● **DATASET CONTENT**
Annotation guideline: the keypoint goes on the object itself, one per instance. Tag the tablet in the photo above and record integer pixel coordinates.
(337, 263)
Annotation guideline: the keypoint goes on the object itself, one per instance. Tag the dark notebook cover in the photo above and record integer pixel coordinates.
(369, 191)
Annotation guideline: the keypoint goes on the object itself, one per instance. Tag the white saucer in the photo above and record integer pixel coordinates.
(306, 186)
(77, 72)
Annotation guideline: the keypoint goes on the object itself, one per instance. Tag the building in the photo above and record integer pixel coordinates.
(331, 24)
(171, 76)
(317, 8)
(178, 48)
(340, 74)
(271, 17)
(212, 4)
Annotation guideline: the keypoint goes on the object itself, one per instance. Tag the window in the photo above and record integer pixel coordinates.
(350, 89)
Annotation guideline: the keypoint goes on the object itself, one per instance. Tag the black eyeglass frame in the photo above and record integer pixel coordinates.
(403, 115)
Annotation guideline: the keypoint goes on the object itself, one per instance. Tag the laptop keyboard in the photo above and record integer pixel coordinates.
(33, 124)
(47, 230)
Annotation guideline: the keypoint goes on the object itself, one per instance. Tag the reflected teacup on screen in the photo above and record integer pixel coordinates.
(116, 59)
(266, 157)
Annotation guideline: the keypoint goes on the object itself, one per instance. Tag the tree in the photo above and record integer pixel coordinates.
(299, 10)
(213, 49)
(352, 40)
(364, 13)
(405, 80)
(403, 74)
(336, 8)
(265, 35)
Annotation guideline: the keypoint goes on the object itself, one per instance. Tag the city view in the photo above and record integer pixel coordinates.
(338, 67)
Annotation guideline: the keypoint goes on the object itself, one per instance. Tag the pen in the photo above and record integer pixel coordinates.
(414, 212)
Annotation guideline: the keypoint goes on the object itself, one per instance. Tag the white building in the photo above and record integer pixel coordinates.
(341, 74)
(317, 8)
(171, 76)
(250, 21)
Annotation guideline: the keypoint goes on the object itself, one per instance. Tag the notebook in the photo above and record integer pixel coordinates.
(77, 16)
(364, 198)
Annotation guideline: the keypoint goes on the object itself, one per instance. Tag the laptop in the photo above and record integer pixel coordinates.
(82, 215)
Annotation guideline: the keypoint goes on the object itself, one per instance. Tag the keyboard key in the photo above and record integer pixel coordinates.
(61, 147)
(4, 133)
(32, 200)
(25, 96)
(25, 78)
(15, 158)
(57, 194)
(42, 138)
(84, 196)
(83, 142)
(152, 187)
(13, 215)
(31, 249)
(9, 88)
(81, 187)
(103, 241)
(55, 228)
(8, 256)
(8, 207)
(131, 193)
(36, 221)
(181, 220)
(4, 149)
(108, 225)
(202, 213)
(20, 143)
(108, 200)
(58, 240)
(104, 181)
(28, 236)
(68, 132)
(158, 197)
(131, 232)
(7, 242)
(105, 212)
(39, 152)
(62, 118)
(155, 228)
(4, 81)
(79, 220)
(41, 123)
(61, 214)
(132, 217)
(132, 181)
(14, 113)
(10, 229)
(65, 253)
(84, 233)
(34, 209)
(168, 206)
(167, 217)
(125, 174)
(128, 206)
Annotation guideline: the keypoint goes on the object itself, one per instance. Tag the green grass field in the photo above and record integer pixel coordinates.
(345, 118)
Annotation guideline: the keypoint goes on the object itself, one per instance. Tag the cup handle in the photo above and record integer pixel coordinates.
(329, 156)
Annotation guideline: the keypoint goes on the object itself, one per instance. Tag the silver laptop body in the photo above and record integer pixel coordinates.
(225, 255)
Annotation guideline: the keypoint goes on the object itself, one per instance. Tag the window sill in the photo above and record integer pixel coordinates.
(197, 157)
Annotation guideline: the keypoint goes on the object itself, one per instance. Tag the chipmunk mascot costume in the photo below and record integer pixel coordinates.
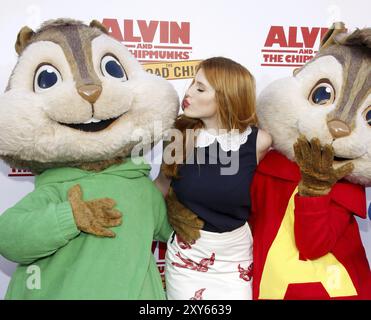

● **TASK DESCRIPTION**
Lay out the stretch from the line containing "Tag the notebook" through the end of the rows as a JSON list of strings, one string per line, skipping blank lines. Leave the pictures out of the answer.

● **RESULT OF THE TASK**
[
  "Annotation guideline: the keypoint goes on the object itself, one per instance. Tag the notebook in the photo above and record integer pixel coordinates.",
  "(77, 16)",
  "(364, 198)",
  "Annotation guideline: the keypoint goes on the object itself, one per instance. Tag the laptop in the photo above and record integer pixel coordinates.",
  "(82, 215)",
  "Annotation guideline: the keypoint goes on the object itself, one per instance. Tag the keyboard key in the photo above and record integer pixel coordinates.",
  "(61, 147)",
  "(4, 133)",
  "(32, 200)",
  "(25, 96)",
  "(25, 78)",
  "(15, 158)",
  "(57, 194)",
  "(42, 138)",
  "(84, 196)",
  "(83, 142)",
  "(152, 187)",
  "(13, 215)",
  "(31, 249)",
  "(9, 88)",
  "(81, 187)",
  "(103, 241)",
  "(55, 228)",
  "(8, 256)",
  "(8, 207)",
  "(131, 193)",
  "(36, 221)",
  "(181, 220)",
  "(4, 149)",
  "(108, 225)",
  "(202, 213)",
  "(20, 143)",
  "(108, 200)",
  "(58, 240)",
  "(104, 181)",
  "(28, 236)",
  "(68, 132)",
  "(158, 197)",
  "(131, 232)",
  "(7, 242)",
  "(105, 212)",
  "(39, 152)",
  "(62, 118)",
  "(155, 228)",
  "(4, 81)",
  "(79, 220)",
  "(41, 123)",
  "(61, 214)",
  "(132, 217)",
  "(132, 181)",
  "(14, 113)",
  "(10, 229)",
  "(65, 253)",
  "(84, 233)",
  "(34, 209)",
  "(168, 206)",
  "(167, 217)",
  "(125, 174)",
  "(128, 206)",
  "Annotation guideline: the keypoint goes on the object itself, one per instance. Tag the green grass field in the photo above and record integer pixel coordinates.",
  "(345, 118)",
  "Annotation guideline: the keypoint goes on the object itself, one per instance. Tag the cup handle in the photo above and record integer pixel coordinates.",
  "(329, 156)",
  "Annotation guideline: the keypoint goes on the object itself, one per instance. Tag the silver laptop body in the photo above and record integer pixel coordinates.",
  "(225, 255)",
  "Annotation guideline: the keypoint goes on the object itself, one per instance. Tag the window sill in the photo above and record integer pixel coordinates.",
  "(197, 157)",
  "Annotation guideline: the keypoint goes on the object itself, one per instance. Tag the chipmunk mascot costume in the photo below and record integer pixel coordinates."
]